Point annotation entries
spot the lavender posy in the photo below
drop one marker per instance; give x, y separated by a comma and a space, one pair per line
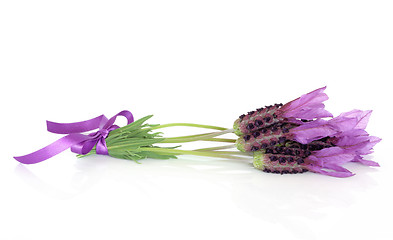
296, 137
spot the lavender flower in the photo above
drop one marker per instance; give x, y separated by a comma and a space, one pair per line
307, 107
297, 139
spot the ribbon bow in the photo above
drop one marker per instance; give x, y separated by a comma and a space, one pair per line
79, 143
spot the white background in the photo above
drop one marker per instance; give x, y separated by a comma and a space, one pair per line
188, 61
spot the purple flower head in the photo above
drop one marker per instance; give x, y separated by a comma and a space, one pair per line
294, 138
307, 107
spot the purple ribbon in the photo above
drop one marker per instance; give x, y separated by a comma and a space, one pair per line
79, 143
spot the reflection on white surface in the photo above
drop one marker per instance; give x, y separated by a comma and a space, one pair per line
287, 200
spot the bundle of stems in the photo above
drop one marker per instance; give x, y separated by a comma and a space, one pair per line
139, 140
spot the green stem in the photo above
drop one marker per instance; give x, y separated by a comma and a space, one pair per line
187, 125
191, 152
198, 137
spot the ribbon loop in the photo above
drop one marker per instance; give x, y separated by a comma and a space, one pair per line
79, 143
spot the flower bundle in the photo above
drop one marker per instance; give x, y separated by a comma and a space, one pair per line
295, 137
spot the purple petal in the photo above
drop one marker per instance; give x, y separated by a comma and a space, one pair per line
357, 141
331, 160
361, 117
309, 106
314, 130
333, 155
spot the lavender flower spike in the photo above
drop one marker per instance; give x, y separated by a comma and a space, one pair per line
307, 107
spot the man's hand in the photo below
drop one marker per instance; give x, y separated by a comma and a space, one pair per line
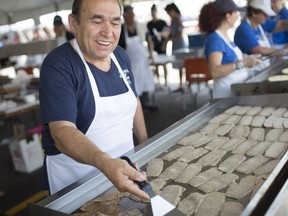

• **What to work on**: Render every line of the entries above as a numbered list, skipping blank lines and omitting the pictures.

• **Right answer**:
1. spot the lavender posy in the photo below
2. drop one marker per instance; give x, y separated by a comma and a space, one pair per line
3. 296, 137
4. spot the lavender flower in the photo above
5. drop one marker per instance; give x, y separated by a comma and a space, one pair per line
6. 307, 107
7. 297, 139
8. spot the ribbon bow in the photo above
9. drop one marker per instance; give x, y separated by a comma and a space, one pair per line
10. 79, 143
11. spot the white background in the photo above
12. drop one marker per instance; give x, y separated by a comma and a space, one pair per line
13. 188, 61
14. spot the purple flower head in the photo above
15. drop one marker per instance; give x, y separated by a comma and a space, one pair per line
16. 294, 138
17. 307, 107
18. spot the purple ribbon in the photo above
19. drop one marker per instance; give x, y separated by a comma and a space, one pair per line
20. 79, 143
21. spot the reflection on white surface in the photo above
22. drop one marker per instance; give x, y separated by a comma and a space, one pair per line
23. 287, 200
24. spot the bundle of stems in the photo above
25. drop one marker per instance; give x, y separated by a comma and a space, one pair per line
26. 139, 140
27. spot the green stem in the photo above
28. drop one marker per instance; give x, y separated by a comma and a space, one pair per line
29. 187, 125
30. 191, 152
31. 198, 137
32. spot the ribbon loop in the photo above
33. drop one marker per instance; give x, y separated by a comma and a space, one pair per line
34. 79, 143
35. spot the flower bundle in the photo above
36. drop one marker per instance; give x, y separated by a comma and a space, one pair per line
37. 295, 137
38. spot the purple petal in the photo above
39. drop one marker per instance; give x, y separated by a comma and a space, one pair per line
40. 357, 141
41. 331, 160
42. 361, 117
43. 309, 106
44. 314, 130
45. 333, 155
46. spot the lavender flower spike in the photo above
47. drop one marker per instance; give x, y separated by a comma and a space, one pair per line
48. 307, 107
49. spot the man's hand in the photo below
50. drop one marker per instance; give x, y separated by a comma and a space, one pair per line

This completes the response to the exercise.